**TASK TO COMPLETE**.
Copy the material below line for line, swapping every "point out each instance with a single marker" for "mark every instance with one point" and leaving everything else unchanged.

______________________________

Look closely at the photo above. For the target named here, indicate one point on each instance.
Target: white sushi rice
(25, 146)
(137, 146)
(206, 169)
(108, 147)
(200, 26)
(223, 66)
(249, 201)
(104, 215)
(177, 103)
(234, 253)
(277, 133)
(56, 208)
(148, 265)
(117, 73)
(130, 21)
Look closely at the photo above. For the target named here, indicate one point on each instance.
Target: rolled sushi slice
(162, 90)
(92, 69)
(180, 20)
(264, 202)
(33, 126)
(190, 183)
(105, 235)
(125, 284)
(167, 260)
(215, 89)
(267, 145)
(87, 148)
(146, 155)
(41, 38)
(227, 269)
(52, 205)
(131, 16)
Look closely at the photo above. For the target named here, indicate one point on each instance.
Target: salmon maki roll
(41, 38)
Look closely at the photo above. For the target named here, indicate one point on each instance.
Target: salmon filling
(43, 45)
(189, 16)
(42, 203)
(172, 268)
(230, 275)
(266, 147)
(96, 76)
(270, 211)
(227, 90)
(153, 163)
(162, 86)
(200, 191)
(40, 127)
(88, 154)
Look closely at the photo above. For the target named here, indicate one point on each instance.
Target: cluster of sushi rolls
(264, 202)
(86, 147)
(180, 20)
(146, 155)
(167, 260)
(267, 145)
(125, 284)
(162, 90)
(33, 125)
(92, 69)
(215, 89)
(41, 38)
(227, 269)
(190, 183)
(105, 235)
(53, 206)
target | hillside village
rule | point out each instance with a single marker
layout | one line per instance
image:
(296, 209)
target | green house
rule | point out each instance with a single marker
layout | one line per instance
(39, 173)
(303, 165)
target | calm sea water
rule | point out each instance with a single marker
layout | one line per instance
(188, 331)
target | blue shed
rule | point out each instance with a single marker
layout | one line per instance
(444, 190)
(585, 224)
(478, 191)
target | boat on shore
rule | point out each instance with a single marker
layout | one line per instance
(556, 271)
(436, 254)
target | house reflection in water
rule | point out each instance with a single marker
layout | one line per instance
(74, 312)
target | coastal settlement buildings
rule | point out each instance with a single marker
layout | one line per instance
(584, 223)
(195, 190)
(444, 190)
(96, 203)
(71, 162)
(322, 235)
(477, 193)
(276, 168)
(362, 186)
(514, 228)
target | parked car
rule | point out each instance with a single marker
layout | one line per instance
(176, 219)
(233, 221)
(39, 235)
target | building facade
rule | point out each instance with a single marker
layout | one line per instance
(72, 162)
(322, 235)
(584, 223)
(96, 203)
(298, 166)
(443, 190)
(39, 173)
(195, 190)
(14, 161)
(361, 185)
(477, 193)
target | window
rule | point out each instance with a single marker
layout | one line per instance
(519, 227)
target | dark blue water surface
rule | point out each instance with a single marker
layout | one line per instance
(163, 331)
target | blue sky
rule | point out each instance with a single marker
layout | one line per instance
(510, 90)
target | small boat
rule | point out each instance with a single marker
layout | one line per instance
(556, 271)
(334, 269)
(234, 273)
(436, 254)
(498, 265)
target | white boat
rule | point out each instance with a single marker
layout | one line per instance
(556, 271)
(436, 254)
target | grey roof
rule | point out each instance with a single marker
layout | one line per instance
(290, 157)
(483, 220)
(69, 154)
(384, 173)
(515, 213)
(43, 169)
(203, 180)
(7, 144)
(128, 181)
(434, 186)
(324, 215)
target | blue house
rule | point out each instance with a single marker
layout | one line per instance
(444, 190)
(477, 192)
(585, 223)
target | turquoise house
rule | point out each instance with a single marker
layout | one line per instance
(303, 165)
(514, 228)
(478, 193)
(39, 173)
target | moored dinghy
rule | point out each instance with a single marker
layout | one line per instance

______________________________

**THE COMPLETED TASK**.
Look closely at the photo above. For the target named here, indicate one point on each instance.
Target: white sushi rice
(25, 146)
(137, 146)
(206, 169)
(108, 147)
(200, 26)
(223, 66)
(249, 201)
(104, 215)
(177, 103)
(234, 253)
(277, 133)
(56, 208)
(148, 265)
(117, 73)
(130, 21)
Look closely at the photo above. For the target named here, indicate one point on each instance.
Target: rolled sushi slice
(162, 90)
(92, 69)
(180, 20)
(264, 202)
(33, 126)
(190, 183)
(105, 235)
(125, 284)
(167, 260)
(215, 89)
(267, 145)
(87, 148)
(146, 155)
(41, 38)
(227, 269)
(52, 205)
(131, 16)
Look closely at the photo above. For the target named here, indicate one point on each instance.
Target: salmon maki roll
(41, 38)
Look closely at the photo above. For the target named here, indicate one point on each instance.
Target: salmon filling
(43, 45)
(189, 16)
(42, 203)
(172, 268)
(230, 275)
(266, 147)
(96, 76)
(270, 211)
(227, 90)
(153, 163)
(162, 86)
(200, 191)
(40, 127)
(88, 154)
Look closely at the photo above. For the target named here, indicate one point on each instance.
Target: cluster of sushi rolls
(264, 202)
(86, 147)
(180, 20)
(146, 155)
(167, 260)
(267, 145)
(125, 284)
(162, 90)
(33, 125)
(92, 69)
(215, 89)
(41, 38)
(227, 269)
(190, 183)
(105, 235)
(53, 206)
target | hillside village
rule | mark every instance with one point
layout | one line per instance
image:
(296, 209)
target | green house
rule | mark every instance with one point
layout | one line per instance
(39, 173)
(303, 165)
target | calm sea water
rule | mark every instance with one point
layout | one line per instance
(188, 331)
target | blue shed
rule | mark every instance with one point
layout | one line per instance
(444, 190)
(585, 224)
(478, 191)
target | boat on shore
rule | mark every instance with one point
layout | one line per instance
(556, 271)
(436, 254)
target | house reflection in water
rule | mark every instance with one point
layout | one line per instance
(74, 312)
target | coastal settlement buildings
rule | mark every instance with one point
layout | one line per instance
(584, 223)
(195, 190)
(444, 190)
(96, 203)
(71, 162)
(322, 235)
(477, 193)
(276, 168)
(362, 186)
(514, 228)
target | parked car
rule | mark every instance with one point
layout | one line per instance
(176, 219)
(233, 221)
(39, 235)
target | building facade
rule | mark every instance with one point
layout | one line per instance
(72, 162)
(322, 235)
(584, 223)
(96, 203)
(298, 166)
(443, 190)
(39, 173)
(195, 190)
(14, 161)
(361, 185)
(477, 193)
target | window
rule | mark every instance with one point
layout | one line per instance
(519, 227)
target | dark blue water surface
rule | mark every instance with one point
layout | one line per instance
(163, 331)
target | blue sky
rule | mark every instance with one point
layout | one line per instance
(510, 90)
target | small boat
rule | mark every instance with one point
layout | one line per instance
(556, 271)
(334, 269)
(234, 273)
(436, 254)
(498, 265)
target | white boat
rule | mark every instance with one point
layout | one line per instance
(556, 271)
(436, 254)
target | grey roof
rule | mark every instance with one point
layout | one line per instance
(290, 157)
(483, 220)
(69, 154)
(384, 173)
(515, 213)
(43, 169)
(203, 180)
(7, 144)
(128, 181)
(434, 186)
(324, 215)
target | blue house
rule | mark every instance with one point
layout | one line per instance
(444, 190)
(477, 192)
(585, 223)
target | turquoise house
rule | mark every instance with one point
layout | one line per instance
(303, 165)
(514, 228)
(478, 193)
(39, 173)
target | moored dinghy
rule | mark every instance with one point
layout | one line per instance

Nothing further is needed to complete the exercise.